### Input data

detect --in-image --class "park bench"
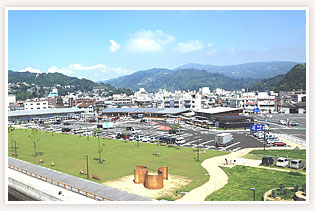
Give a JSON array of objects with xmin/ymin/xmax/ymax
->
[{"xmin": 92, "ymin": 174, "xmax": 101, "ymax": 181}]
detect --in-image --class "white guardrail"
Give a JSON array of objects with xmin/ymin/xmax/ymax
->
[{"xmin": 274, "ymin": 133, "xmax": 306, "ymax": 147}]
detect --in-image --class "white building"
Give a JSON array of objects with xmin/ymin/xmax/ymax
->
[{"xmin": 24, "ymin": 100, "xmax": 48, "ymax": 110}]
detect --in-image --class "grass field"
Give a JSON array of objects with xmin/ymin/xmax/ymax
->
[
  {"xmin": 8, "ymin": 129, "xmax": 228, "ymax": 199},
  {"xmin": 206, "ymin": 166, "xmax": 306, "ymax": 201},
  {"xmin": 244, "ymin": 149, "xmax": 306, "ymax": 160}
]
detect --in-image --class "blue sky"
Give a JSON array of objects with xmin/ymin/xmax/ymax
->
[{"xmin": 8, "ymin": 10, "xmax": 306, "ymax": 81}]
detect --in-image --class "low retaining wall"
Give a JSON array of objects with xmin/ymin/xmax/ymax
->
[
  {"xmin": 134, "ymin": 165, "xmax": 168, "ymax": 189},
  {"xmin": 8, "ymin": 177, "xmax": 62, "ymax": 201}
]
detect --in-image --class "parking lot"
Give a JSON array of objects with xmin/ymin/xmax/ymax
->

### Prompt
Rewrite all of the records above with "JSON array" replaced by "JSON list" and everything else left as it is. Omit the pictures from your version.

### Response for this exercise
detect --in-image --class "park bench"
Give a JSON list of objects with xmin/ymin/xmax/ymax
->
[{"xmin": 92, "ymin": 174, "xmax": 101, "ymax": 181}]
detect --in-image --class "white guardrail"
Give a JSON list of objects with xmin/ymin/xmax/ymax
->
[{"xmin": 274, "ymin": 133, "xmax": 306, "ymax": 147}]
detect --in-image --class "white building"
Give a JSON list of objects with xmin/ymin/xmax/ymax
->
[{"xmin": 24, "ymin": 100, "xmax": 48, "ymax": 110}]
detect --in-image --class "grass field"
Give a JSON list of objects with xmin/ymin/xmax/ymax
->
[
  {"xmin": 8, "ymin": 129, "xmax": 228, "ymax": 199},
  {"xmin": 206, "ymin": 166, "xmax": 306, "ymax": 201},
  {"xmin": 244, "ymin": 149, "xmax": 306, "ymax": 160}
]
detect --in-image --class "blue sky"
Give a JSON list of objects with xmin/ymin/xmax/ymax
->
[{"xmin": 8, "ymin": 10, "xmax": 306, "ymax": 81}]
detect --in-image --class "low retaining wall"
Give a JSON list of objects with xmin/ymin/xmax/ymax
->
[
  {"xmin": 134, "ymin": 165, "xmax": 168, "ymax": 189},
  {"xmin": 8, "ymin": 177, "xmax": 62, "ymax": 201}
]
detect --in-image --class "parking lot"
Give a JSON list of objects with xmin/ymin/xmax/ymax
->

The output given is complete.